• [Directions for this task]: Reproduce the entries below word for word, keeping every line unchanged.

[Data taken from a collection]
====

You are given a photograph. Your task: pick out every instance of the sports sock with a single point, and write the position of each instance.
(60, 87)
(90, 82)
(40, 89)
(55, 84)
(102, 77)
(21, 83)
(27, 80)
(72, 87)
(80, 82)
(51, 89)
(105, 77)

====

• [Task solution]:
You are given a photograph. Your task: pick out every instance of the sports sock with a single point, and write the position of each instance.
(60, 87)
(90, 82)
(40, 89)
(55, 84)
(102, 77)
(21, 83)
(27, 80)
(72, 87)
(80, 82)
(51, 89)
(105, 77)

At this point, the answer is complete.